### Письменные задания
a: Какое дерево, согласно тексту об убранстве комнат, вошло во всеобщее употребление и стало украшаться вызолоченными бронзовыми фигурами?
b: Продолжите текст об убранстве комнат с того места, на котором он заканчивается.

### Извлечённый текст
____

Консульское правление решительно восстановило во Франции общество и его пристойные увеселения: тогда родился и вкус, более тонкий, менее мещанский, и выказался в убранстве комнат. Всё делалось а л’антик (открытие Помпеи и Геркуланума чрезвычайно тому способствовало). Парижане мало заботились о Лионе и его мануфактурах, но правителю Франции надобно было поощрить их: и шелковые ткани опять явились, но уже по прежнему не натягивались на стенах, а щеголевато драпировались вокруг них и вокруг колонн, в иных местах их заменяющих. Везде показались алебастровые вазы, с иссеченными мифологическими изображениями, курительницы и столики в виде треножников, курульские кресла, длинные кушетки, где руки опирались на орлов, грифонов или сфинксов. Позолоченное или крашеное и лакированное дерево давно уже забыто, гадкая латунь тоже брошена; а красное дерево, вошедшее во всеобщее употребление, начало украшаться вызолоченными бронзовыми фигурами, прекрасной отработки, лирами, головками: медузиными, львиными и даже бараньими. Всё это пришло к нам не ранее 1805 года, и по моему, в этом роде ничего лучше придумать невозможно. Могли ли жители окрестностей Везувия вообразить себе, что через полторы тысячи лет из их могил весь житейский их быт вдруг перейдет в Гиперборейские страны? Одно было в этом несколько смешно: все те вещи, кои у древних были для обыкновенного, домашнего употребления, у французов и у нас служили одним украшением; например, вазы не сохраняли у нас никаких жидкостей, треножники не курились, и лампы в древнем вкусе, с своими длинными носиками, никогда не зажигались.

____

### Записанные сведения
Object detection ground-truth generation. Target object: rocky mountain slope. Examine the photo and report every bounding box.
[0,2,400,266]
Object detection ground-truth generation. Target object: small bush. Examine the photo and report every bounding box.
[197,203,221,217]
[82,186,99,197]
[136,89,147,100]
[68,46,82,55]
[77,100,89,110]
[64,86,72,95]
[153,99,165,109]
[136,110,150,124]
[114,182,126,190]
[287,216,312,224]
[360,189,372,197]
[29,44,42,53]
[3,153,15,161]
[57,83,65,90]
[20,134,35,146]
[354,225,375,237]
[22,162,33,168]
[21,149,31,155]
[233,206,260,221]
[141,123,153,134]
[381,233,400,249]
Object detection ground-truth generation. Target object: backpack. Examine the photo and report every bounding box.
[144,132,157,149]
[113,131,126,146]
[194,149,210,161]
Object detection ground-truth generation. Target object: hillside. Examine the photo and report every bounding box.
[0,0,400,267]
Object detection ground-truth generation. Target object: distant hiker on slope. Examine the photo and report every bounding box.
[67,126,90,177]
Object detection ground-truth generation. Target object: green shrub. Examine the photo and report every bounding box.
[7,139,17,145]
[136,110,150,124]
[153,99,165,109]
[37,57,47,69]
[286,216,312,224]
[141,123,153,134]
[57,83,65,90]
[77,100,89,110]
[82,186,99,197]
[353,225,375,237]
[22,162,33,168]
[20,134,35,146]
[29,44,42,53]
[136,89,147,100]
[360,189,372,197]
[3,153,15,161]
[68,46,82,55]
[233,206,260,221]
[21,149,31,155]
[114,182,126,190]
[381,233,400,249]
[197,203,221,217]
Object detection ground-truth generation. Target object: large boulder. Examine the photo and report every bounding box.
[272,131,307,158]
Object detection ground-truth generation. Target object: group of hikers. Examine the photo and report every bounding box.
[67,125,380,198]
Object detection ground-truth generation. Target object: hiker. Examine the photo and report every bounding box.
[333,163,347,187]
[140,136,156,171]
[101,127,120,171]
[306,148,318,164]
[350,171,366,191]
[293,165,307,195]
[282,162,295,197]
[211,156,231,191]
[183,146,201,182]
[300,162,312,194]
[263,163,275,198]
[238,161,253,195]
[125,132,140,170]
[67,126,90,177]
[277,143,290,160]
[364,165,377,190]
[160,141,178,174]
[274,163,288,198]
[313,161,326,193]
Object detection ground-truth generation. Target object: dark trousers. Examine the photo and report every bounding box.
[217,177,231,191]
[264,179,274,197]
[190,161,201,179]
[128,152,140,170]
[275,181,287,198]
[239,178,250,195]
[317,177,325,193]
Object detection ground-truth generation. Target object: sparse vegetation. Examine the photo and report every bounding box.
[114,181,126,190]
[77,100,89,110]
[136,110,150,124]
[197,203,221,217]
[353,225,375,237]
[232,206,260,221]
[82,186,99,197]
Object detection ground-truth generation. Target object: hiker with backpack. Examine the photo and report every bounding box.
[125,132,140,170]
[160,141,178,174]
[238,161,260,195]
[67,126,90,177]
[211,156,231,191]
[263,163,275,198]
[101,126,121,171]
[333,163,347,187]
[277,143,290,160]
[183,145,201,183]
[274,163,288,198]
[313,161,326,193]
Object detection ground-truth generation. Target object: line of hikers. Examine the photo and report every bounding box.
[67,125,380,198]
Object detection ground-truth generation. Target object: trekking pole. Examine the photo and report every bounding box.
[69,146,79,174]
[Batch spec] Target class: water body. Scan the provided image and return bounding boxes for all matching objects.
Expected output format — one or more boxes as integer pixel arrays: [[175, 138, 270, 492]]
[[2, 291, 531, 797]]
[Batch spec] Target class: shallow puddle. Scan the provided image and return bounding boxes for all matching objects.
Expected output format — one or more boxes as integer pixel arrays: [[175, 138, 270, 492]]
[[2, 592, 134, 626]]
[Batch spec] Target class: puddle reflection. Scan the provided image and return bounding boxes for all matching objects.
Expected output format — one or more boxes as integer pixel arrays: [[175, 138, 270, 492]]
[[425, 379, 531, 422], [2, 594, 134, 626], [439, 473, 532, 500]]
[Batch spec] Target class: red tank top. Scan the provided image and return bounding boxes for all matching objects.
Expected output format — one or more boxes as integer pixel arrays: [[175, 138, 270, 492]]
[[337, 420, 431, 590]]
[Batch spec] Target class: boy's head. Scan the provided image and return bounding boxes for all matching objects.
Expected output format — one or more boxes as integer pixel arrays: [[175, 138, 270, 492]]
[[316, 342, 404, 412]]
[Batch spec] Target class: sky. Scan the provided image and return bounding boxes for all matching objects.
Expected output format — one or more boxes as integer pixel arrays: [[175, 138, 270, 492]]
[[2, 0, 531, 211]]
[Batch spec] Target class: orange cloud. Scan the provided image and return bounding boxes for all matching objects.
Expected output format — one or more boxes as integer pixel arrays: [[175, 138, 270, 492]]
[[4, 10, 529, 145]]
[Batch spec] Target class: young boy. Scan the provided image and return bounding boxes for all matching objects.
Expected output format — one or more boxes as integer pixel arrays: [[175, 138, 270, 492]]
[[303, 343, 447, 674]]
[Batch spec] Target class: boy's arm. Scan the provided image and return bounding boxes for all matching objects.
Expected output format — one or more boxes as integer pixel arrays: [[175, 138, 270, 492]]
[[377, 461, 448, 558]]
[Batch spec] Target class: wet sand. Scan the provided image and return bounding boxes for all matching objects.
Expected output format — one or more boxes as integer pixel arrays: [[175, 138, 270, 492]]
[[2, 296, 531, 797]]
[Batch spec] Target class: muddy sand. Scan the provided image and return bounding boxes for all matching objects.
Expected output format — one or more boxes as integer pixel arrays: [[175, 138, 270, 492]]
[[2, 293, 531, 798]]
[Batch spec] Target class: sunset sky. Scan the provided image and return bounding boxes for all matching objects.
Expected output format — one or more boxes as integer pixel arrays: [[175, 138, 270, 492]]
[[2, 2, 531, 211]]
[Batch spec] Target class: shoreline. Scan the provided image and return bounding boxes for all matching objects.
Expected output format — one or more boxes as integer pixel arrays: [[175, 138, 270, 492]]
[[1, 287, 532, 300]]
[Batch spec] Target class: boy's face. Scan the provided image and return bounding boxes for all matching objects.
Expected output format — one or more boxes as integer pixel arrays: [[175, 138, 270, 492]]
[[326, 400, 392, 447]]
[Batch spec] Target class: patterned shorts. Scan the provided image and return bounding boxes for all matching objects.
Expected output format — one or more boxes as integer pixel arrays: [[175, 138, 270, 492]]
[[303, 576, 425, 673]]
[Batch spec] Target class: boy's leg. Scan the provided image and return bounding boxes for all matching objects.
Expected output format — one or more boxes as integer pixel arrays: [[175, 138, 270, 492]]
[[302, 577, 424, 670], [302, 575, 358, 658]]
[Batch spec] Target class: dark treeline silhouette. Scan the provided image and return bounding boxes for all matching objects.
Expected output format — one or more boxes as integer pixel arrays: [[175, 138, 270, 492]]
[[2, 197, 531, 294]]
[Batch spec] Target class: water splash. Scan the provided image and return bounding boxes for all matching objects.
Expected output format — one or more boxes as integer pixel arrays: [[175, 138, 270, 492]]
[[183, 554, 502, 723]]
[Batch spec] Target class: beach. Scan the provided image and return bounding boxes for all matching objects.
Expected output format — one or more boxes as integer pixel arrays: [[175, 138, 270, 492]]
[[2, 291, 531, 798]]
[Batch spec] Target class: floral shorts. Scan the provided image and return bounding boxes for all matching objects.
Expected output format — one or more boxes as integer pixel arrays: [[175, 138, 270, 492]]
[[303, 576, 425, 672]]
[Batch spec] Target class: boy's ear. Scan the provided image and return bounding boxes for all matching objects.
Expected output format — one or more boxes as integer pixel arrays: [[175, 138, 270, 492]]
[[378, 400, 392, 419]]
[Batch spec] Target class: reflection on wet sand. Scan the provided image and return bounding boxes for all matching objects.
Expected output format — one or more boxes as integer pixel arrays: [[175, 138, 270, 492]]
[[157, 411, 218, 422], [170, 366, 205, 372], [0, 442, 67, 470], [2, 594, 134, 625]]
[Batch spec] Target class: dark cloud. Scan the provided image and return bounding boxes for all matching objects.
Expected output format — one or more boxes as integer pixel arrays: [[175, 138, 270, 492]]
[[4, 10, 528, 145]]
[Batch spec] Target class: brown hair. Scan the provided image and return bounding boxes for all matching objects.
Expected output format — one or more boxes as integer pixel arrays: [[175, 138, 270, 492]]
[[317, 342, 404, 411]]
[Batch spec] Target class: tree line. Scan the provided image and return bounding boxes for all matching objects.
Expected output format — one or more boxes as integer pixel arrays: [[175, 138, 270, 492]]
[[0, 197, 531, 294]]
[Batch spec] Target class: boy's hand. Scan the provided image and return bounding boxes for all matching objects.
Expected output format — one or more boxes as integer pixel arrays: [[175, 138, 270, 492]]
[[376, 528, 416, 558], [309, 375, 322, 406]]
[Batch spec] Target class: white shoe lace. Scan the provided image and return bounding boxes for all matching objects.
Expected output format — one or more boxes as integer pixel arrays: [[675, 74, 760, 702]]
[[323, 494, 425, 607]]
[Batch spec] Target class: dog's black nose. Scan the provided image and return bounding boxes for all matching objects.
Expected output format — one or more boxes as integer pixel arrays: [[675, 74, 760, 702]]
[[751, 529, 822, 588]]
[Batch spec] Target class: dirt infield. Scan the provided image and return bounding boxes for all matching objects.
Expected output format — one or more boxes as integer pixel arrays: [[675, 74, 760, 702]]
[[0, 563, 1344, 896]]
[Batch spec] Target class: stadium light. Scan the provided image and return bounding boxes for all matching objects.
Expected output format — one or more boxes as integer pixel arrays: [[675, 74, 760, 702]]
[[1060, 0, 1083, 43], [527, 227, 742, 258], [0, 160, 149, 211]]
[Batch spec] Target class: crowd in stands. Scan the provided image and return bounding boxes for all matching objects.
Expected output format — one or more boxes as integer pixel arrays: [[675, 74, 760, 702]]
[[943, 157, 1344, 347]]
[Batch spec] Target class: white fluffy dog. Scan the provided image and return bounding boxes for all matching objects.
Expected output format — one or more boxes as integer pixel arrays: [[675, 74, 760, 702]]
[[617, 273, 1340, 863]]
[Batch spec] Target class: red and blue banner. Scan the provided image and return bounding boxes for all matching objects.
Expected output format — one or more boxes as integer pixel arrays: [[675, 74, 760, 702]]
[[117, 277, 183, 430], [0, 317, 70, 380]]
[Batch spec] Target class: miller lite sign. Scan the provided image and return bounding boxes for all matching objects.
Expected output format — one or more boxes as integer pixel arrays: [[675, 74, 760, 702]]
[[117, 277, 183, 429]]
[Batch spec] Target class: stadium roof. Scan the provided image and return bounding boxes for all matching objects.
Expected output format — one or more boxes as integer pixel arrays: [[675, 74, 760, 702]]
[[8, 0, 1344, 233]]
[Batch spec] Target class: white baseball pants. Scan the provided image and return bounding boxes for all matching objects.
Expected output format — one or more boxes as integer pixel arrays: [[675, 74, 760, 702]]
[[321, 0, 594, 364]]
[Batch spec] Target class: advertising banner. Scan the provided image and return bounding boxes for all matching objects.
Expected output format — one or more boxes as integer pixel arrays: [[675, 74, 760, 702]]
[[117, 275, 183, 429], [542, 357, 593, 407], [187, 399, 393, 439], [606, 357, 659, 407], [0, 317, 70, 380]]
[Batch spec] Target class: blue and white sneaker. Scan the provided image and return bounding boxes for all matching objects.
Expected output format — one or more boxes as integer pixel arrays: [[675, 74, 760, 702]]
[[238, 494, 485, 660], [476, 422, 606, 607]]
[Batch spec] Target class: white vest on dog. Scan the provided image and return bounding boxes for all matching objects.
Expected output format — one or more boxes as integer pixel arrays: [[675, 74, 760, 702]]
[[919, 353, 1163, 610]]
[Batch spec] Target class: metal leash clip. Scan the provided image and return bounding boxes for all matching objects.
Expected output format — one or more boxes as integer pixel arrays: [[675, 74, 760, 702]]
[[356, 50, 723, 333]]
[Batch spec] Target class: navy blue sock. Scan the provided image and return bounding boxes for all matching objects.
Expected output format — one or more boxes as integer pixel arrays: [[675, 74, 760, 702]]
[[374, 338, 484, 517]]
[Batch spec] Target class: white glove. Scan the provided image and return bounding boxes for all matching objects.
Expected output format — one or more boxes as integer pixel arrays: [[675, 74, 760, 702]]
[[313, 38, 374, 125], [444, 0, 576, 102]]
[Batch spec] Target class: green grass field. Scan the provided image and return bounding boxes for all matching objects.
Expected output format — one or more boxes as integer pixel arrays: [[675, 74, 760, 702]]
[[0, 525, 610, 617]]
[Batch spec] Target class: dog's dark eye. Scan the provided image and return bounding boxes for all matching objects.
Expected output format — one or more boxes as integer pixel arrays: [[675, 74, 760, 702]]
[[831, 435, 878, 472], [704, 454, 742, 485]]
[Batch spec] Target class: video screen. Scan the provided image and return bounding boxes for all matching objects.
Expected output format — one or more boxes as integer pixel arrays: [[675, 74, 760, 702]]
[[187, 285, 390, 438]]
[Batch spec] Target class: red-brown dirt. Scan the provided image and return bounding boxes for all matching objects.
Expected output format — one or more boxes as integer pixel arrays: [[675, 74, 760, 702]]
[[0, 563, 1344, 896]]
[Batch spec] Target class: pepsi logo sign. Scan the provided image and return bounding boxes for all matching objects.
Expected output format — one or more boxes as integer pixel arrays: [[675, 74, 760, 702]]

____

### Ответы к заданиям
a: Красное дерево.

b:
Теперь от внутреннего убранства перейдем к наружному, то есть к архитектуре. В ней также воскрес вкус римской и греческой древности. Когда у персидского посла в 1815 году спросили, нравится ли ему Петербург? он отвечал, что сей только что вновь строящийся город будет некогда чудесен. Это скорее можно было сказать в начале царствования императора Александра, а еще скорее в нынешние годы. Тогда в одно время начинались конно-гвардейский манеж и все, по разным частям города рассеянные, великолепные гвардейские казармы, и огромная биржевая зала, одетая в колонны, с пристанью и набережными вокруг неё, и быстро подымался Казанский собор с своею рощей из колонн и уже приметно передразнивал церковь Св. Петра в Риме; обывательские же трех и четырехэтажные каменные дома на всех улицах росли не по дням, а по часам. В тоже время чистили и делали судоходною речку Пряжку, бока Мойки выкладывали камнем и перегибали через нее чугунные мосты; по Невскому проспекту и на Васильевском острове протягивали бульвары и, наконец, от самой подошвы перестраивали заново старое, кирпичное, с земляным валом, Адмиралтейство. Так как государь единственным, любимым своим летним местопребыванием избрал небольшой Каменноостровский дворец, то вдруг прервалось угрюмое молчание окрест лежащих островов. Везде на них застучали топор и молот, и засвистела пила; болота их осушились и поросли дачами. Можно себе представить, какая строительная деятельность была тогда во всём Петербурге.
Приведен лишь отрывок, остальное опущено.